Your answer should consist of the complete listing, repeated verbatim.
Start of Data for this exercise
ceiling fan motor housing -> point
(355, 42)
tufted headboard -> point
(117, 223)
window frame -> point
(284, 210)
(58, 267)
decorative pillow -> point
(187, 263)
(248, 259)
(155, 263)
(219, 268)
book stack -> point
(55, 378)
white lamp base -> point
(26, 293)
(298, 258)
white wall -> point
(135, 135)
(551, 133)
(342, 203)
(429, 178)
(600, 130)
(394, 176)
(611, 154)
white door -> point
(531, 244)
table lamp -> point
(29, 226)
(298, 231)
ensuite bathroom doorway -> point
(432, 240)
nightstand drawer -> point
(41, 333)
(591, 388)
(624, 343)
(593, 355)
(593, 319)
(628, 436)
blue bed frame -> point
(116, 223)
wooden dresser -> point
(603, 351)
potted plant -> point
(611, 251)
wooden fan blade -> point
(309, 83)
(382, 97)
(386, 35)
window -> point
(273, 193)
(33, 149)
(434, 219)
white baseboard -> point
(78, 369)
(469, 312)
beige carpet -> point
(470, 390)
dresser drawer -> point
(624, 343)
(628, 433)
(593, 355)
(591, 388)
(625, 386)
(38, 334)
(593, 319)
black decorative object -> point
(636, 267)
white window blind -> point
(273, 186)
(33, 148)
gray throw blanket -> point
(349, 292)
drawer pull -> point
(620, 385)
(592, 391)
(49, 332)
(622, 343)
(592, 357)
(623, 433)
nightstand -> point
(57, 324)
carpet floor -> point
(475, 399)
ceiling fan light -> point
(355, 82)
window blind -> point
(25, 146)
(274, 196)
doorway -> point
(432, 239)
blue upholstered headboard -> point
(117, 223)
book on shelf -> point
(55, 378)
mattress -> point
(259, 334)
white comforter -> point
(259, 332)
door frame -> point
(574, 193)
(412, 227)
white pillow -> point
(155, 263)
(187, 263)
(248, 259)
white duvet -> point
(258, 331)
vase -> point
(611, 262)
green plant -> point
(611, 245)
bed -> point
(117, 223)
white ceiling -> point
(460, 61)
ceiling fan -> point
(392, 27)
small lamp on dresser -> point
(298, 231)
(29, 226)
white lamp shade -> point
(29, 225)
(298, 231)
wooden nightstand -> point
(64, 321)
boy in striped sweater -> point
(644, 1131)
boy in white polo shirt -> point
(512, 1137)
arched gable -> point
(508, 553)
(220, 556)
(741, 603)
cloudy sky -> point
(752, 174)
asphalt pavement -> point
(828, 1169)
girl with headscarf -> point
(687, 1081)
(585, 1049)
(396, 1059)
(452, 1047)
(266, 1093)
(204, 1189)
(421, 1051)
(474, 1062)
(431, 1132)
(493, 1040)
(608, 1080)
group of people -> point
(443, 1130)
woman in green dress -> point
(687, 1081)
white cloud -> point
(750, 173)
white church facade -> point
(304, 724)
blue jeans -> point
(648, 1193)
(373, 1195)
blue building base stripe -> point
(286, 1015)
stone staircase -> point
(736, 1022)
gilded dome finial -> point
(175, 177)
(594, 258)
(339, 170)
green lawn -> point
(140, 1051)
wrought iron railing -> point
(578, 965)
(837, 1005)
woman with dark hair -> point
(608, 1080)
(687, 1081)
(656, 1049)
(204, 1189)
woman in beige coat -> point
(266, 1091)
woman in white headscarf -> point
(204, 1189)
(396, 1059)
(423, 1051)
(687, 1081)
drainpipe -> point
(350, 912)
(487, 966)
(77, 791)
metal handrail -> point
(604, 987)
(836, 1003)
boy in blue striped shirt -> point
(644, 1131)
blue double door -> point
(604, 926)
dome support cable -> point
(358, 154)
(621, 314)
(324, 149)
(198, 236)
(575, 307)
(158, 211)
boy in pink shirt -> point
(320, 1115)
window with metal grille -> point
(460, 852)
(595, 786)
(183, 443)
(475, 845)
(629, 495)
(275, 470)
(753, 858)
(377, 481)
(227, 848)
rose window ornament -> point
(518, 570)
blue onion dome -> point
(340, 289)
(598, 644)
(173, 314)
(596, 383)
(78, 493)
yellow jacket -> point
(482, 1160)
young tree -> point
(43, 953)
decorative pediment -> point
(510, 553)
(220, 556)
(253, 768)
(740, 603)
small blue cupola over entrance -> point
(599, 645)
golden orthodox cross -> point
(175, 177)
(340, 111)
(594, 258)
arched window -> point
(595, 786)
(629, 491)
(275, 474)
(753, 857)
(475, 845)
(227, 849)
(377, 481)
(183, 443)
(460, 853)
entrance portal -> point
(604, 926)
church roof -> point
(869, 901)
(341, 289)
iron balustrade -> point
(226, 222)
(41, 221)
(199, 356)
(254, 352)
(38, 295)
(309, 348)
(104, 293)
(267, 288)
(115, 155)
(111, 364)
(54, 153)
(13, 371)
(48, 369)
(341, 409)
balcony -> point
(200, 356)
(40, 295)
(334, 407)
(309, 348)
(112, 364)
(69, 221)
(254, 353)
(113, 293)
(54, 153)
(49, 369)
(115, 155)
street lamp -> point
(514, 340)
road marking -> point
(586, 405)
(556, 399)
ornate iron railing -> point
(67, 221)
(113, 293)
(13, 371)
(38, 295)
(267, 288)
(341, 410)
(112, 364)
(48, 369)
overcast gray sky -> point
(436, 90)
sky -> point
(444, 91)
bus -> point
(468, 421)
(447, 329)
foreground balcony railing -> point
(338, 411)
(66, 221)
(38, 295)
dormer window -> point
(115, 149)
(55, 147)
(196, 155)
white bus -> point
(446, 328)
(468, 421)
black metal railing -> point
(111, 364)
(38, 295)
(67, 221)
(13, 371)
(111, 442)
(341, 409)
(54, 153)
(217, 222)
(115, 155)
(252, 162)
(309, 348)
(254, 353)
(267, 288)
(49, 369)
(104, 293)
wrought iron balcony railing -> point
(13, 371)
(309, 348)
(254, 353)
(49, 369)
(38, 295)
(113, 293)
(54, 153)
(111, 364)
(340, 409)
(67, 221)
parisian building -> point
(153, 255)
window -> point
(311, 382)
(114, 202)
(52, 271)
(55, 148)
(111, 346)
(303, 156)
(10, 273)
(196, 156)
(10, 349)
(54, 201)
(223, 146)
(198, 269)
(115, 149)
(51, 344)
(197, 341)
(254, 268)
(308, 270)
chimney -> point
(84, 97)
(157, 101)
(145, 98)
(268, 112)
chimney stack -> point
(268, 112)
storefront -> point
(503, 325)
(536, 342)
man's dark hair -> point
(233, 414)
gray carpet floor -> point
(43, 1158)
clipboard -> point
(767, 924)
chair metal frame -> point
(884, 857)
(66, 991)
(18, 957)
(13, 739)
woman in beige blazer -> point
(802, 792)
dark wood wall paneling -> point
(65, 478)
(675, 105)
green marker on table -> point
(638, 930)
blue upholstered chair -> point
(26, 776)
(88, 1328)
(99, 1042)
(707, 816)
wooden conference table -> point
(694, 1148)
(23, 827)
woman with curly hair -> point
End of Data for this exercise
▶ **Solution to this problem**
ceiling fan motor housing -> point
(355, 42)
tufted headboard -> point
(117, 223)
window frame -> point
(284, 210)
(58, 267)
decorative pillow -> point
(187, 263)
(248, 259)
(155, 263)
(219, 268)
book stack -> point
(55, 378)
white lamp base -> point
(26, 293)
(298, 258)
white wall -> point
(135, 135)
(551, 133)
(342, 203)
(429, 178)
(600, 130)
(394, 176)
(611, 154)
white door -> point
(531, 244)
table lamp -> point
(29, 226)
(298, 231)
ensuite bathroom doorway -> point
(432, 240)
nightstand drawer -> point
(41, 333)
(591, 388)
(624, 343)
(593, 355)
(593, 319)
(628, 436)
blue bed frame -> point
(116, 223)
wooden dresser -> point
(603, 351)
potted plant -> point
(611, 251)
wooden fan blade -> point
(309, 83)
(382, 97)
(386, 35)
window -> point
(273, 193)
(33, 149)
(434, 219)
white baseboard -> point
(78, 369)
(469, 312)
beige carpet -> point
(470, 390)
dresser drawer -> point
(624, 343)
(628, 433)
(593, 355)
(591, 388)
(625, 386)
(38, 334)
(593, 319)
black decorative object -> point
(636, 267)
white window blind -> point
(273, 186)
(33, 148)
gray throw blanket -> point
(349, 292)
drawer pull -> point
(620, 385)
(592, 391)
(49, 332)
(622, 343)
(592, 357)
(623, 433)
nightstand -> point
(57, 324)
carpet floor -> point
(475, 399)
ceiling fan light -> point
(355, 82)
window blind -> point
(25, 146)
(274, 196)
doorway -> point
(432, 239)
blue upholstered headboard -> point
(117, 223)
book on shelf -> point
(55, 378)
mattress -> point
(259, 334)
white comforter -> point
(259, 332)
door frame -> point
(574, 193)
(412, 227)
white pillow -> point
(155, 263)
(187, 263)
(248, 259)
white duvet -> point
(258, 331)
vase -> point
(611, 262)
green plant -> point
(611, 245)
bed -> point
(117, 223)
white ceiling -> point
(460, 61)
ceiling fan -> point
(392, 27)
small lamp on dresser -> point
(298, 231)
(29, 226)
white lamp shade -> point
(29, 225)
(298, 231)
wooden nightstand -> point
(64, 321)
boy in striped sweater -> point
(644, 1131)
boy in white polo shirt -> point
(512, 1137)
arched gable -> point
(508, 553)
(220, 556)
(741, 603)
cloudy sky -> point
(752, 174)
asphalt pavement -> point
(828, 1169)
girl with headscarf -> point
(687, 1081)
(585, 1049)
(396, 1059)
(452, 1047)
(266, 1093)
(204, 1189)
(421, 1051)
(474, 1062)
(431, 1132)
(493, 1040)
(608, 1080)
group of people -> point
(443, 1130)
woman in green dress -> point
(687, 1081)
white cloud -> point
(750, 173)
white church facade -> point
(304, 724)
blue jeans -> point
(648, 1193)
(373, 1195)
blue building base stripe -> point
(286, 1015)
stone staircase -> point
(736, 1022)
gilded dome finial -> point
(175, 177)
(594, 258)
(339, 170)
green lawn -> point
(140, 1051)
wrought iron railing -> point
(578, 965)
(837, 1005)
woman with dark hair -> point
(608, 1080)
(687, 1081)
(656, 1049)
(204, 1189)
woman in beige coat -> point
(266, 1091)
woman in white headscarf -> point
(204, 1189)
(396, 1059)
(423, 1051)
(687, 1081)
drainpipe -> point
(350, 912)
(487, 966)
(77, 791)
metal handrail -> point
(604, 987)
(836, 1003)
boy in blue striped shirt -> point
(644, 1131)
blue double door -> point
(604, 926)
dome support cable -> point
(358, 154)
(621, 314)
(324, 149)
(198, 236)
(575, 307)
(158, 211)
boy in pink shirt -> point
(320, 1115)
window with metal grille -> point
(460, 852)
(595, 786)
(183, 443)
(475, 845)
(629, 495)
(275, 470)
(753, 858)
(377, 481)
(227, 848)
rose window ornament -> point
(518, 570)
blue onion dome -> point
(340, 289)
(598, 644)
(173, 314)
(596, 383)
(78, 493)
yellow jacket -> point
(482, 1160)
young tree -> point
(43, 953)
decorative pediment -> point
(510, 553)
(220, 556)
(253, 768)
(740, 603)
small blue cupola over entrance -> point
(599, 645)
golden orthodox cross -> point
(175, 177)
(340, 111)
(594, 258)
arched window -> point
(595, 786)
(629, 491)
(275, 474)
(753, 857)
(475, 845)
(227, 849)
(377, 481)
(183, 443)
(460, 853)
entrance portal -> point
(604, 926)
church roof -> point
(869, 901)
(341, 289)
iron balustrade -> point
(226, 222)
(41, 221)
(199, 356)
(254, 352)
(38, 295)
(309, 348)
(104, 293)
(267, 288)
(115, 155)
(111, 364)
(54, 153)
(13, 371)
(48, 369)
(341, 409)
balcony -> point
(200, 356)
(40, 295)
(334, 407)
(309, 348)
(112, 364)
(69, 221)
(254, 353)
(113, 293)
(54, 153)
(49, 369)
(115, 155)
street lamp -> point
(514, 340)
road marking -> point
(586, 405)
(556, 399)
ornate iron railing -> point
(67, 221)
(113, 293)
(13, 371)
(38, 295)
(267, 288)
(341, 410)
(112, 364)
(48, 369)
overcast gray sky -> point
(436, 90)
sky -> point
(444, 91)
bus -> point
(468, 421)
(447, 329)
foreground balcony railing -> point
(338, 411)
(66, 221)
(38, 295)
dormer window -> point
(115, 149)
(55, 147)
(196, 155)
white bus -> point
(446, 328)
(468, 421)
black metal railing -> point
(111, 364)
(38, 295)
(67, 221)
(13, 371)
(111, 442)
(341, 409)
(54, 153)
(217, 222)
(115, 155)
(252, 162)
(309, 348)
(254, 353)
(267, 288)
(49, 369)
(104, 293)
wrought iron balcony railing -> point
(13, 371)
(309, 348)
(254, 353)
(49, 369)
(38, 295)
(113, 293)
(54, 153)
(111, 364)
(340, 409)
(67, 221)
parisian building -> point
(153, 255)
window -> point
(311, 382)
(114, 202)
(52, 271)
(55, 148)
(111, 346)
(303, 156)
(10, 273)
(196, 156)
(10, 349)
(54, 201)
(223, 146)
(198, 269)
(115, 149)
(51, 344)
(197, 341)
(254, 268)
(308, 270)
chimney -> point
(84, 97)
(157, 101)
(145, 98)
(268, 112)
chimney stack -> point
(268, 112)
storefront -> point
(503, 325)
(536, 342)
man's dark hair -> point
(233, 414)
gray carpet floor -> point
(43, 1158)
clipboard -> point
(767, 924)
chair metal frame -> point
(884, 857)
(66, 991)
(18, 957)
(13, 739)
woman in beige blazer -> point
(802, 792)
dark wood wall paneling -> point
(65, 478)
(675, 105)
green marker on table -> point
(638, 930)
blue upholstered chair -> point
(26, 776)
(88, 1328)
(99, 1042)
(707, 816)
wooden conference table -> point
(694, 1148)
(23, 827)
woman with curly hair -> point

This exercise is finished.